- TASK OBJECTIVE -
A verbatim repetition of the data below is requested, without images.

(Natural language region descriptions)

........

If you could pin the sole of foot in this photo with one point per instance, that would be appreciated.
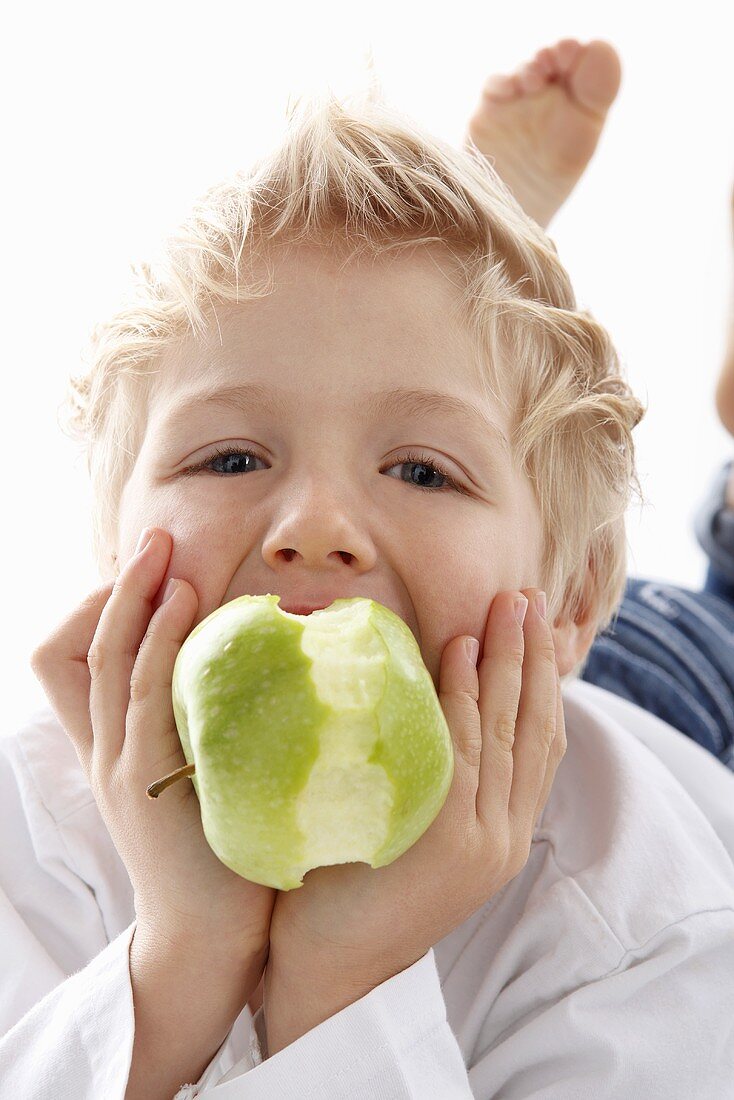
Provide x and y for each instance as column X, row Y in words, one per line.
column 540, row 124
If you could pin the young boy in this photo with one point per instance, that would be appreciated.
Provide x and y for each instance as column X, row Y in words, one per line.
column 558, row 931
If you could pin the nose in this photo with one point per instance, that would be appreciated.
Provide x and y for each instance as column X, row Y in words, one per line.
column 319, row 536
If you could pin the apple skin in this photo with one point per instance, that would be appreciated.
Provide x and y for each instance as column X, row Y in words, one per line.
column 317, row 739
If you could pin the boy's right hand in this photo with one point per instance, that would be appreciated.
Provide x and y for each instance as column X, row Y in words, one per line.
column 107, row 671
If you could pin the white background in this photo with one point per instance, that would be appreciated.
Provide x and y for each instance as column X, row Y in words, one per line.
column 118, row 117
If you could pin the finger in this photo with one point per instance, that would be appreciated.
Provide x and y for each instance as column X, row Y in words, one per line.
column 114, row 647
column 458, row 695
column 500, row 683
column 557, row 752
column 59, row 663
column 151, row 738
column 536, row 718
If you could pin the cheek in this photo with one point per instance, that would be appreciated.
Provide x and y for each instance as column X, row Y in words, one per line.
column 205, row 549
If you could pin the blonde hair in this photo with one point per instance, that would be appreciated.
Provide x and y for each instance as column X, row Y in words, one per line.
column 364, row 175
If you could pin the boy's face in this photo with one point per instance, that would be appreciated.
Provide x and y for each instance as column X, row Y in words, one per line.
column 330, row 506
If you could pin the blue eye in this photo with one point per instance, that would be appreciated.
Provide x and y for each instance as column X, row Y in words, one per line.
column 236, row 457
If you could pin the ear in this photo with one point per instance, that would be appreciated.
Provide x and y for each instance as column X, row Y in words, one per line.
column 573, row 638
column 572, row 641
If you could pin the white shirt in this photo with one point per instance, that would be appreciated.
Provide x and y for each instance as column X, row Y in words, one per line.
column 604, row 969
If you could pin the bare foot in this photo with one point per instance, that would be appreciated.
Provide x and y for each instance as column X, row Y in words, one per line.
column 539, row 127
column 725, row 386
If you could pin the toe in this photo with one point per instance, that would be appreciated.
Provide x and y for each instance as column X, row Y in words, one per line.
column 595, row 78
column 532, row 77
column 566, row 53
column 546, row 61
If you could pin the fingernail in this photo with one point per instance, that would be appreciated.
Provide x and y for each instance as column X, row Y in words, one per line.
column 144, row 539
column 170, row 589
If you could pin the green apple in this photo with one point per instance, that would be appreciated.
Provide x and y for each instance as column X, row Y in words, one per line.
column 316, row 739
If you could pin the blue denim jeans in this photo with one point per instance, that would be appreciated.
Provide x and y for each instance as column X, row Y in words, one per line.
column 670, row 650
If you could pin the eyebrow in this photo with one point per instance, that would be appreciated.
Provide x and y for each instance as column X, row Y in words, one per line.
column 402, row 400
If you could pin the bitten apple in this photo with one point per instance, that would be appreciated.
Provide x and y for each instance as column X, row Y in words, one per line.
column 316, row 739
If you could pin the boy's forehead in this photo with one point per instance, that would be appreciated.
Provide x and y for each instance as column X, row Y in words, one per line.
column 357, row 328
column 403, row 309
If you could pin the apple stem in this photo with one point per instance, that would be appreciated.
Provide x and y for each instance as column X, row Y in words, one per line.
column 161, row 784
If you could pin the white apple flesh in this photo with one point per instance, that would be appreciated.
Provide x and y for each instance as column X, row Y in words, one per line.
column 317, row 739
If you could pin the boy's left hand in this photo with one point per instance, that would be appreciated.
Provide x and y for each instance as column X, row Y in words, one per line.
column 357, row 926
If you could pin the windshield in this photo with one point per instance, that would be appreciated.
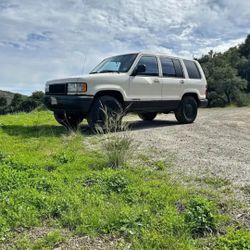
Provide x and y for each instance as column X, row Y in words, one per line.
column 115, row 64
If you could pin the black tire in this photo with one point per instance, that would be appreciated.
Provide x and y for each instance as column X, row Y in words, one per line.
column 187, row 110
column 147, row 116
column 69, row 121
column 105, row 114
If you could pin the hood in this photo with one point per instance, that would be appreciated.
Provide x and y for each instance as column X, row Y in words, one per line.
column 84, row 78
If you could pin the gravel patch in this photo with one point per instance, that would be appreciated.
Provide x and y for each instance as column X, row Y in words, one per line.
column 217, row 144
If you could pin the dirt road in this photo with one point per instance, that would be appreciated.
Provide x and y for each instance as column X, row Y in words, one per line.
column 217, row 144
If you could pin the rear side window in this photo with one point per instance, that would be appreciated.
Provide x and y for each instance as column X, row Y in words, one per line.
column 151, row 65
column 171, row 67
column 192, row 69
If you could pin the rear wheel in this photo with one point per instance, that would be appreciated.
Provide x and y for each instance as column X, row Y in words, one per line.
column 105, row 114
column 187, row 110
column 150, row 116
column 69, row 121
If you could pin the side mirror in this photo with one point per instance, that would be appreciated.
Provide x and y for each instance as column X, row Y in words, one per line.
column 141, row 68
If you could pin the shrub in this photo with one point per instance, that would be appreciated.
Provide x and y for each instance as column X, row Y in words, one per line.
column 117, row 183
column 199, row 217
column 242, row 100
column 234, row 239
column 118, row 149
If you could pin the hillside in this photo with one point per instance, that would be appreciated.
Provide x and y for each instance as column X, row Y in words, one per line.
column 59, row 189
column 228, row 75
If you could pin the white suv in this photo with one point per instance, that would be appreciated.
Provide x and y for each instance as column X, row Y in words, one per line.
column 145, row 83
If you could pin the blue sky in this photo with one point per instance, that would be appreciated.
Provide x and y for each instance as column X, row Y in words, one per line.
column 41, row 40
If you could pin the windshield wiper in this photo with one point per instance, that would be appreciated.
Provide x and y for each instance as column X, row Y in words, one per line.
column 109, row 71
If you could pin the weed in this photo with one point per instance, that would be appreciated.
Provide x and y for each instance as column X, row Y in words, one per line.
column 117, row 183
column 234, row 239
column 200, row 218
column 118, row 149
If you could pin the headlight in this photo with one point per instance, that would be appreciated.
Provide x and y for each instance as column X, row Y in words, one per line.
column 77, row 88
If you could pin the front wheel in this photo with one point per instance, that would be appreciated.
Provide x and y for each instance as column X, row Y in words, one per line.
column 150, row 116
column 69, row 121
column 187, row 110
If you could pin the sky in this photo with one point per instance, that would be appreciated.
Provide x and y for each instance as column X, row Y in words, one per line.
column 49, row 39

........

- ANSWER TO THIS PROBLEM -
If you could pin the sole of foot in this photo with one point per instance, that would be appreciated.
Provide x and y for each instance as column X, row Y in words, one per line.
column 540, row 124
If you could pin the young boy in this photo with one point per instance, that would be appreciated.
Provide x and y for each instance as column X, row Y in words, one per line.
column 558, row 931
If you could pin the nose in this photo with one point per instance, that would be appreciated.
Provide x and y for each instance as column X, row Y in words, one per line.
column 319, row 536
If you could pin the apple skin in this photo with one point per instance, that would be appreciated.
Provide x and y for each instance as column X, row Y in words, one per line.
column 317, row 739
If you could pin the boy's right hand in this photo with one point per instance, that would be appreciated.
Provide x and y for each instance as column X, row Y in words, one per line.
column 107, row 671
If you could pin the white background in this photo with one point per instance, that would be appreciated.
Provide x and y for each instance as column X, row Y in words, one per line.
column 118, row 117
If you could pin the finger in this photo with one point per instance, that would be appreciated.
Provide x and y for each instance as column X, row Y in words, one per line.
column 114, row 647
column 458, row 695
column 500, row 683
column 557, row 752
column 59, row 663
column 151, row 738
column 536, row 718
If you could pin the cheek in this photo with one point per instance, that would be appreciated.
Provide x and y for each instance as column X, row Y in words, one per line.
column 205, row 549
If you could pin the blonde hair in this photo with one point per instance, that would be appreciated.
Provide x and y for each instance as column X, row Y in words, one per line.
column 364, row 175
If you could pin the boy's face in this photo with one point per instance, that would be appreciated.
Provide x and y for each instance as column X, row Y in words, one per line.
column 330, row 506
If you could pin the blue eye in this photo with one point per instance, that would be appreciated.
Provide x and y for each instance as column X, row Y in words, one per line.
column 236, row 457
If you could pin the ear in this photo with one point per instance, that would be appreciated.
Provide x and y for each instance as column X, row Y in words, one per line.
column 573, row 638
column 572, row 641
If you could pin the white shirt in this photo with one point per instance, that would be appreciated.
Provide x and y for each instance as column X, row Y in words, one per line.
column 604, row 969
If you could pin the bare foot in this photo with one point per instance, that would be appreciated.
Provide x and y for each instance as column X, row Y in words, one per line.
column 539, row 127
column 725, row 386
If you could pin the toe in this photo with one point per instance, that would be appreciated.
Provide x and y for each instance as column X, row Y in words, one per line.
column 595, row 78
column 532, row 77
column 566, row 53
column 546, row 61
If you could pin the fingernail in this photo with one point per instance, that would be appreciated.
Provide x and y for each instance as column X, row Y in words, one per line.
column 144, row 539
column 170, row 589
If you could pin the green apple in this photo with one point per instance, that would be appreciated.
Provide x and y for each instance as column X, row Y in words, one per line.
column 316, row 739
If you could pin the blue denim jeans in this photo with one point per instance, that would be appreciated.
Provide x and y for each instance as column X, row Y in words, one per line.
column 670, row 650
If you could pin the eyebrow in this photo with one point per instance, that would be appreciated.
Provide x and y for each instance as column X, row Y in words, one per line.
column 402, row 400
If you could pin the bitten apple in this photo with one point per instance, that would be appreciated.
Provide x and y for each instance as column X, row Y in words, one per line.
column 316, row 739
If you could pin the boy's forehead in this photo with one point per instance, that would be appreciated.
Provide x and y for each instance as column X, row Y in words, one per line.
column 357, row 328
column 403, row 309
If you could pin the apple stem in this photo with one point per instance, that would be appreciated.
Provide x and y for each instance as column X, row Y in words, one per line.
column 161, row 784
If you could pin the white apple flesh in this photo with one point per instance, that would be appreciated.
Provide x and y for each instance as column X, row Y in words, one per line.
column 317, row 739
If you could pin the boy's left hand in this photo with one point per instance, that would be appreciated.
Provide x and y for each instance as column X, row Y in words, one per line.
column 357, row 926
If you could pin the windshield in this photo with one point per instance, that would be appreciated.
Provide x and y for each instance as column X, row Y in words, one per line.
column 115, row 64
If you could pin the black tire in this photo with one point per instance, that would be appreciated.
Provide x and y for each instance as column X, row Y in words, one per line.
column 187, row 110
column 147, row 116
column 69, row 121
column 105, row 114
If you could pin the hood in this photo with one point per instance, that would be appreciated.
Provide x and y for each instance as column X, row Y in words, one per line.
column 84, row 78
If you could pin the gravel patch in this photo with one point per instance, that would be appreciated.
Provide x and y for each instance as column X, row Y in words, one per line.
column 217, row 144
If you could pin the dirt road in this photo with one point per instance, that would be appreciated.
Provide x and y for each instance as column X, row Y in words, one per line.
column 217, row 144
If you could pin the rear side window in this photo with one point per instance, that would be appreciated.
Provide x and y for each instance as column X, row Y in words, one per line.
column 151, row 65
column 171, row 67
column 192, row 69
If you could pin the rear wheel in this photo with one point per instance, that would be appreciated.
Provide x and y for each instance as column X, row Y in words, one per line.
column 105, row 114
column 187, row 110
column 150, row 116
column 69, row 121
If you could pin the side mirror in this photo with one point per instance, that would be appreciated.
Provide x and y for each instance as column X, row Y in words, one per line.
column 141, row 68
If you could pin the shrub in this photo with one point per instance, that would be appreciated.
Provide x and y for each instance as column X, row Y in words, one per line.
column 117, row 183
column 199, row 217
column 242, row 100
column 234, row 239
column 118, row 149
If you could pin the hillside in this photo with one point per instance, that would be appreciated.
Provide x and y for each instance as column X, row Y in words, one per line.
column 59, row 189
column 228, row 75
If you could pin the white suv in this photo with one point per instance, that would be appreciated.
Provide x and y for each instance as column X, row Y in words, one per line.
column 145, row 83
If you could pin the blue sky in this photo with one point per instance, that would be appreciated.
Provide x and y for each instance as column X, row Y in words, one per line.
column 41, row 40
If you could pin the windshield wiper in this photo with one point per instance, that would be appreciated.
Provide x and y for each instance as column X, row Y in words, one per line.
column 109, row 71
If you could pin the weed in this photo with one point per instance, that would be appreciated.
Provide x and y for each instance as column X, row Y in words, one per line.
column 117, row 183
column 234, row 239
column 200, row 218
column 118, row 149
If you could pin the headlight in this photo with one point per instance, that would be appreciated.
Provide x and y for each instance as column X, row Y in words, one per line.
column 77, row 88
If you could pin the front wheel in this photo with one point per instance, that would be appreciated.
Provide x and y for each instance as column X, row Y in words, one per line.
column 150, row 116
column 69, row 121
column 187, row 110
If you could pin the sky in this photo with one point per instance, that would be appreciated.
Provide x and y for each instance as column X, row Y in words, one per line.
column 49, row 39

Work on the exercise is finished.